■ Отрывок из источника
__________________________________________________

Не зная в чревоугодии меры, он не знал в нем ни поры, ни приличия — даже при жертвоприношении, даже в дороге не мог он удержаться: «тут же, у алтаря хватал он и поедал чуть ли не из огня куски мяса и лепешки, а по придорожным харчевням не брезговал и тамошней продымленной снедью, будь то хотя бы вчерашние объедки» (Светоний). Даже когда легионы его главного противника Веспасиана приблизились к Риму, он обжирался, наблюдая из своего дворца уличные бои и пожар храма Юпитера на Капитолийском холме. Когда же стало очевидно приближение конца, он попробовал бежать в сопровождении двух своих приближенных — повара и придворного пекаря. Воины победителя Веспасиана схватили его, накинули петлю на шею, руки связали за спиной и, избивая и издеваясь, прогнали вдоль всей виа Сакра, а народ забрасывал грязью и навозом вчерашнего бога. Потом он был заколот и сброшен в Тибр.
Телосложения он был могучего, огромность его размеров подчеркивало отвратительно толстое брюхо. Лицо покрывали коричневые пятна — следствие немыслимого количества выпитого вина.
В культе безмерного чревоугодия у него оказался последователь — Домициан. Ему посвящена сатира Ювенала «Rhombus» (камбала).
Невиданных размеров морская рыбина попала в сети рыбака. Счастливчик что есть духу помчался в Рим, чтобы принести редкую добычу в подарок императору. А если бы не принес, то у него все равно бы отняли ее, объяснив, что рыбина из императорских садков уплыла в море.
Домициан ужасно обрадовался подношению. Но радость сменилась серьезной озабоченностью: как приготовить эту тварь достойно цезаря? В обычную духовку морской гигант не помещался. Разрубить на куски? К такому святотатству Душа не лежала. Принять решение сам, в одиночку, он не осмелился, тогда — как это было принято при решении важных государственных вопросов — срочно созвал сенат.
Можно себе представить, в каком душевном состоянии пошли в императорский дворец оторванные от работы или поднятые ото сна государственные мужи. Как знать, чего хочет от них неистовый цезарь: только ли совета, либо и головы тоже. Как пишет Ювенал[81]
…но уши тирана неистовы: друг приближенныйРечь заведет о дожде, о жаре, о весеннем тумане, —Глядь, уж повисла судьба говорящего на волосочке.

__________________________________________________

■ Представленные данные
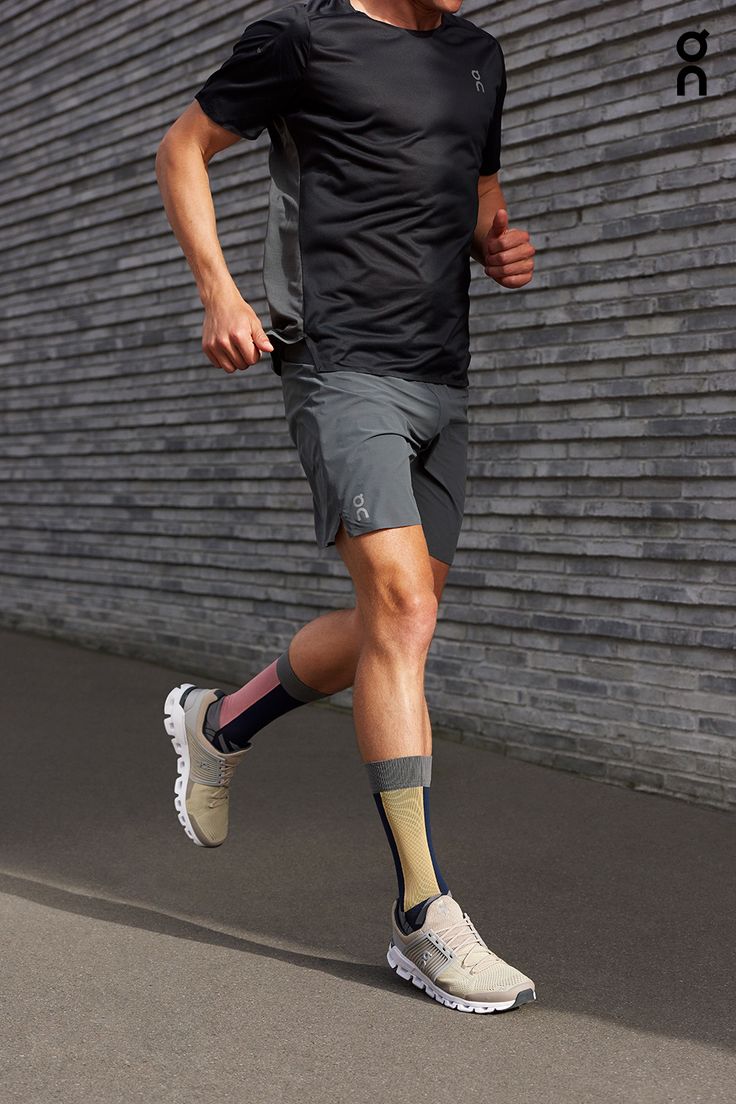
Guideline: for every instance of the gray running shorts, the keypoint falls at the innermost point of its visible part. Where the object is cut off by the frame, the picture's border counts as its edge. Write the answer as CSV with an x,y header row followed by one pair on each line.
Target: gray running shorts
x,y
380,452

__________________________________________________

■ Условие задания
Воспроизведите дословно часть отрывка от «Домициан ужасно обрадовался» до «говорящего на волосочке.» включительно. Материал здесь никакой роли не играет.

■ Результат
Домициан ужасно обрадовался подношению. Но радость сменилась серьезной озабоченностью: как приготовить эту тварь достойно цезаря? В обычную духовку морской гигант не помещался. Разрубить на куски? К такому святотатству Душа не лежала. Принять решение сам, в одиночку, он не осмелился, тогда — как это было принято при решении важных государственных вопросов — срочно созвал сенат.
Можно себе представить, в каком душевном состоянии пошли в императорский дворец оторванные от работы или поднятые ото сна государственные мужи. Как знать, чего хочет от них неистовый цезарь: только ли совета, либо и головы тоже. Как пишет Ювенал[81]
…но уши тирана неистовы: друг приближенныйРечь заведет о дожде, о жаре, о весеннем тумане, —Глядь, уж повисла судьба говорящего на волосочке.